Text section >>
• • • •

Fantastic Beasts: The Crimes of Grindelwald has made some massive changes to the Harry Potter canon - with retcons and plot holes aplenty. When J.K. Rowling first wrote the seven Harry Potter books, one of the biggest points of praise was her accessible yet dense continuity that was mapped out well beyond the stories of the boy wizard and retained an impeccable internal consistency: dark wizard Gellert Grindelwald, the main villain of the prequel series, was first mentioned in 1997 in a manner that matches the Johnny Depp presentation.
However, as time's worn on, that continuity's begun to strain. Pottermore has allowed Rowling to greatly expand on her world, even though it often feels made up on the fly. Then, stage-play Harry Potter and the Cursed Child, which Rowling provided the story for, emerged as time travel fan fiction. Sealing the deal, though, is Fantastic Beasts, a five-movie prequel series to both the books and movies that has already thrown up a multitude of canonical inconsistencies and outright retcons.

• • • •

Data lines >>
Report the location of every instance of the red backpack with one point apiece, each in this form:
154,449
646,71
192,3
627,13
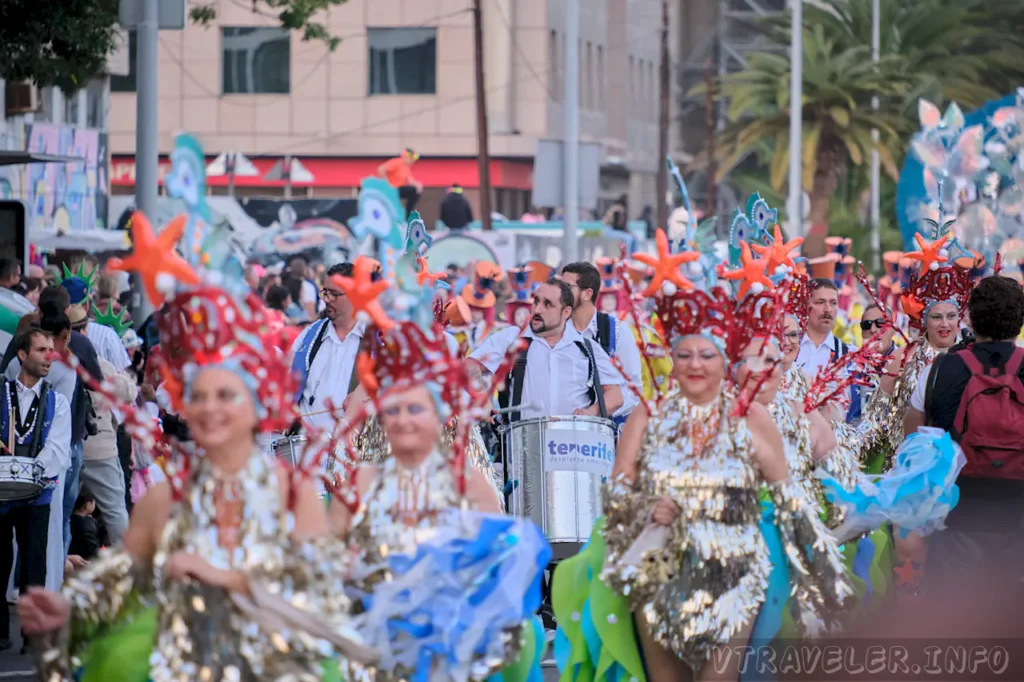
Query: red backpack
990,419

• • • •

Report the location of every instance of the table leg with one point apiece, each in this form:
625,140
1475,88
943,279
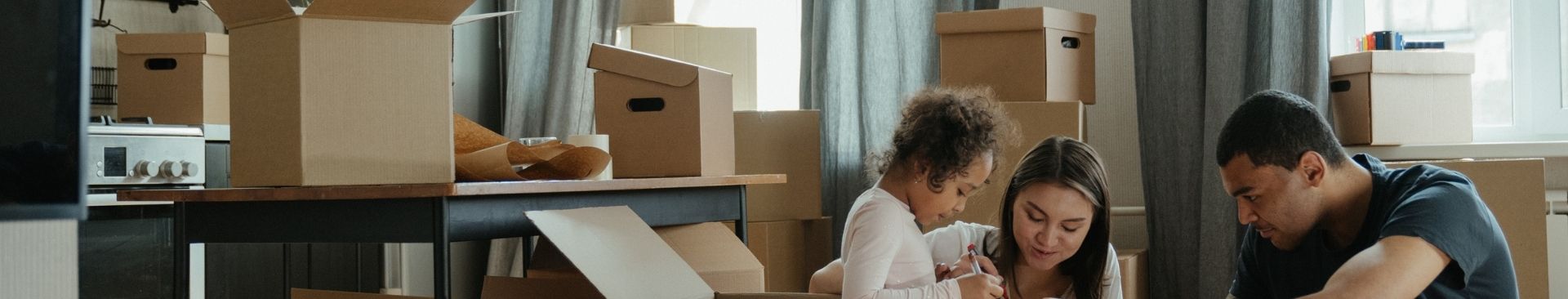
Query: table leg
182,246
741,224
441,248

• • • •

Exercise description >> Continue the text about the Fantastic Beasts films and Harry Potter continuity, starting after its last sentence.

Result for this exercise >>
While the first movie was just teasing these aspects, Fantastic Beasts: The Crimes of Grindelwald goes into full retcon mode, casually rewriting key character details and dropping redefining bombshells. It's an onslaught that even diehard Potterheads will get confused by. As such, here's every change Fantastic Beasts 2 made to Harry Potter canon.
- This Page: How Fantastic Beasts 2 Retcons Dumbledore
- Page 2: Fantastic 2's Beasts Retcons Of Harry Potter Canon
- Page 3: Plot Holes Created Within The Fantastic Beasts Films
Dumbledore Had Another Brother
The big twist of Fantastic Beasts: The Crimes of Grindelwald is that Credence Barebone is not, as has been agonizingly teased for the past two hours a Lestrange. As Grindelwald reveals after handing him a wand, he's really Aurelius Dumbledore, a hitherto-unknown brother to Albus.
From the Harry Potter books, specifically The Deathly Hallows which saw details posthumously emerge about the Hogwarts headmaster, we knew Albus Dumbledore had two siblings: disgraced wizard Aberforth (who runs the Hog's Head Inn by the 1990s) and squib/obscurial Ariana (who died during a battle between Albus and Grindelwald before the events of Fantastic Beasts). There's been no mention of a fourth Dumbledore anywhere in the canon before the Credence reveal.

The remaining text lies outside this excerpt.